> **A TAREFA**
Diga se cada afirmação concorda com o texto fornecido, respondendo sim ou não e citando as palavras exatas do texto que decidem a resposta. (a) O marido não tem consulta de urologia há quase três anos. (b) Nas urgências trataram as dores do marido. (c) A enfermeira diz que o secretário de Estado da saúde é quem mais manda.

> **TEXTO FORNECIDO**
Sabe sra. Enfermeira Desde que o sr. Dr. Tiago Gorgal se foi embora dizem que aqui  não lhe davam o dinheiro que ele queria, que o meu marido não teve mais consulta de urologia já lá vão quase três anos, ele tem tantas dores e eu não o posso ver assim, já o trouxe às urgências mas não lhe fazem nada, podia-me ajudar?...Diz que vem cá um senhor DR. De vila real se lhe pudesse pedir…

 

-…Fale com o sr. Arquiteto Cabeleira ou com o sr. Neves que já o ouvi dizer várias vezes noutras campanhas que ia reduzir as filas de espera nos centros de saúde , quem sabe?...estou cá a pensar, por inerência ou analogia?...Ou agora com os novos candidatos, sim sim, os prováveis  os futuros…Bch, bch, bch,bch(esses, ouvi dizer que são os que mandam)….Eu a esse sr. Dr. Que vem cá o Sr. Dr. Alcino já só lhe posso agradecer a excelência dos cuidados médicos que nos presta aos nossos doentes,(embora verdade seja dita não faz mais que a obrigação também é para isso que nos pagam e Lhe pagam) mas temo que como muitos dos senhores profissionais de saúde  já gastos e cansados e também alguns médicos com espirito de missão,  sem sombra de dúvida, de que este hospital se devia  e pode orgulhar, mas que esmorecem cada vez que vêm colegas de trabalho a ganhar ao mesmo tempo no público e no privado com a nossa conivência, nossa quer dizer ponto e virgula; não a minha, que eu, se fosse tida e achada, obrigava-os a repor o dinheirinho que sonegam ao povo, nas horas que ganham e não trabalham, no público , ladroeira e pouca vergonha,  esses que vão de uma vez por todas para o privado, é que temo que  qualquer dia estes Senhores Profissionais  que cumprem O Verdadeiro Espirito de Centro Hospitalar não aguentem com tantos doentes que vêm e façam como outros e não venham cá…

 

Não sei se conhece alguém próximo do sr. Secretário de estado  da saúde flaviense ,o Sr. agora pelo cargo até em termos de poder verdadeiro  é o Sr.Doutor que mais manda, este senhor é que pode ajudá-la,  eu adoraria, mas apesar de já ser, só sou, enfermeira sabe como é…

 

-?!!!...Mas como se chama esse senhor?

> **MATERIAL FORNECIDO**

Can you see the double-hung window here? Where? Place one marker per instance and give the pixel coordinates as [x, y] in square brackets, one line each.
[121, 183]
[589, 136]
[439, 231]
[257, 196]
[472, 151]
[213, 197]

> **RESPOSTA ESCRITA**
(a) Sim: "que o meu marido não teve mais consulta de urologia já lá vão quase três anos".
(b) Não: "já o trouxe às urgências mas não lhe fazem nada".
(c) Sim: "é o Sr.Doutor que mais manda".